* **Given records**:
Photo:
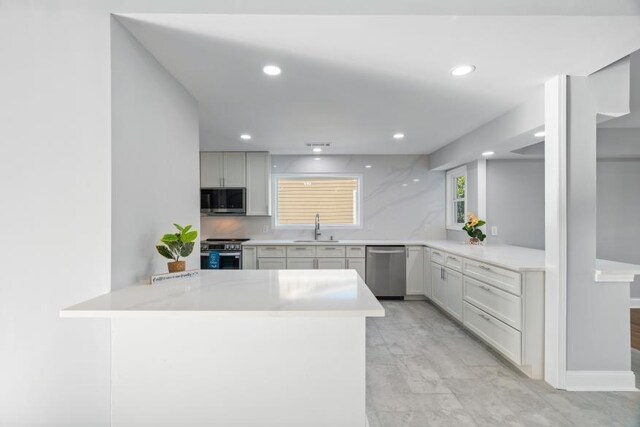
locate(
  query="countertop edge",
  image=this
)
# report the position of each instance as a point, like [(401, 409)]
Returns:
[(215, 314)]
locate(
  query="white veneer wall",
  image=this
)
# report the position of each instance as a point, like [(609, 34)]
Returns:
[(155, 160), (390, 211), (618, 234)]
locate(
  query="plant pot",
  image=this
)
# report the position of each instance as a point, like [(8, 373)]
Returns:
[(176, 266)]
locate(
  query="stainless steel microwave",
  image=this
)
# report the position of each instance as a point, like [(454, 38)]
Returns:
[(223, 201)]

---

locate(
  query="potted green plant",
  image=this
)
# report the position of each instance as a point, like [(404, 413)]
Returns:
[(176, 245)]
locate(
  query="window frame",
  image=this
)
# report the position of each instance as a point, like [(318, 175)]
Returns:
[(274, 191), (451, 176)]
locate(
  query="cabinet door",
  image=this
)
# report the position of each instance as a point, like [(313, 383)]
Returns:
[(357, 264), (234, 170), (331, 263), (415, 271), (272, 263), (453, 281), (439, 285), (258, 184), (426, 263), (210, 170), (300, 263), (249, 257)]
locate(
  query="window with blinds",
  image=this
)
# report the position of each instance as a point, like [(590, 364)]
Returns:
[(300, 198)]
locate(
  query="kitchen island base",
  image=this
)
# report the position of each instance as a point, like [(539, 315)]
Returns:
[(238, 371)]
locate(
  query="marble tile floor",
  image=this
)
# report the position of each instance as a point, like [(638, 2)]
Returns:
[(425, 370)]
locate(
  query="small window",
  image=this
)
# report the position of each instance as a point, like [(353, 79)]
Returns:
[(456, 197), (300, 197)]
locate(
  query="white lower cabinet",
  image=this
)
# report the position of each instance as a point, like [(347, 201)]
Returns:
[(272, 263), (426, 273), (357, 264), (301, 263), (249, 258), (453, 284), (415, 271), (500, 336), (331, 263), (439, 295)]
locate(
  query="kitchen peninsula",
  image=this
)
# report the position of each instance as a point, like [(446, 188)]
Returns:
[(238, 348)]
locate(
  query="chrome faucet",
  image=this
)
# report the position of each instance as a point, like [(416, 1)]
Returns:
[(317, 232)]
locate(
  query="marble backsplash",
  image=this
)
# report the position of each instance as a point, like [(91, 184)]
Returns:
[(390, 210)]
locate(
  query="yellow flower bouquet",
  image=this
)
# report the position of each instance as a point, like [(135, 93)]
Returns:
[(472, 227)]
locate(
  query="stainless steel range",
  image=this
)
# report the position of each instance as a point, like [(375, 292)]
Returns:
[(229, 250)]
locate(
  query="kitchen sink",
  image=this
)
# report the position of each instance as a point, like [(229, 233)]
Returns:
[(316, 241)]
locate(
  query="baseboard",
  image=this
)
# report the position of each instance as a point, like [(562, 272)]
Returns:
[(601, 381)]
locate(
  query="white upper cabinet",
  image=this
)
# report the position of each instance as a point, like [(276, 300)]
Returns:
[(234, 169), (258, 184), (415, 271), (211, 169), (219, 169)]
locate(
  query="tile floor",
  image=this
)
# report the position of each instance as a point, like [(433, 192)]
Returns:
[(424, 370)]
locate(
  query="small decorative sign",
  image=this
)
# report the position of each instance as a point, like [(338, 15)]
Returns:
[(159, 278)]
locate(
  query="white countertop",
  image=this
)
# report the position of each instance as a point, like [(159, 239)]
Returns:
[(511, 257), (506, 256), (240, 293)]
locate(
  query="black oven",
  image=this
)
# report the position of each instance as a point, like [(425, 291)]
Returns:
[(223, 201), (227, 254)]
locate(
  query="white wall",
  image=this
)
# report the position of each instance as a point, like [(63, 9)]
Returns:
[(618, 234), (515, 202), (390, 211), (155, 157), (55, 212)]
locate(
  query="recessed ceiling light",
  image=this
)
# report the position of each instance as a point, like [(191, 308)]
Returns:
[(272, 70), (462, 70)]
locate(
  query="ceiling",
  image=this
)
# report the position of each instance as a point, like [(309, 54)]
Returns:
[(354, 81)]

---

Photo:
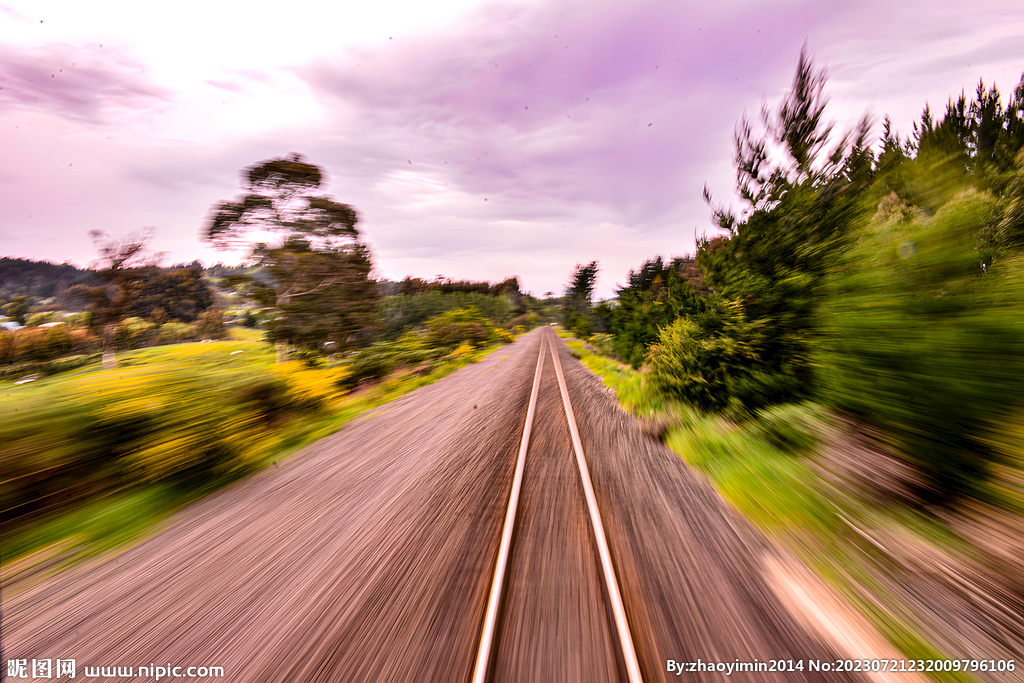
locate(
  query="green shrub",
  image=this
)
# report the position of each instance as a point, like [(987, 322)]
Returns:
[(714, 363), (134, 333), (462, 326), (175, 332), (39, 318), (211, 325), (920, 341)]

* **Objective**: Select every line of the records that contains the word "floor", and copy each one.

* **Finished task**:
  query="marble tile floor",
  query="tile floor",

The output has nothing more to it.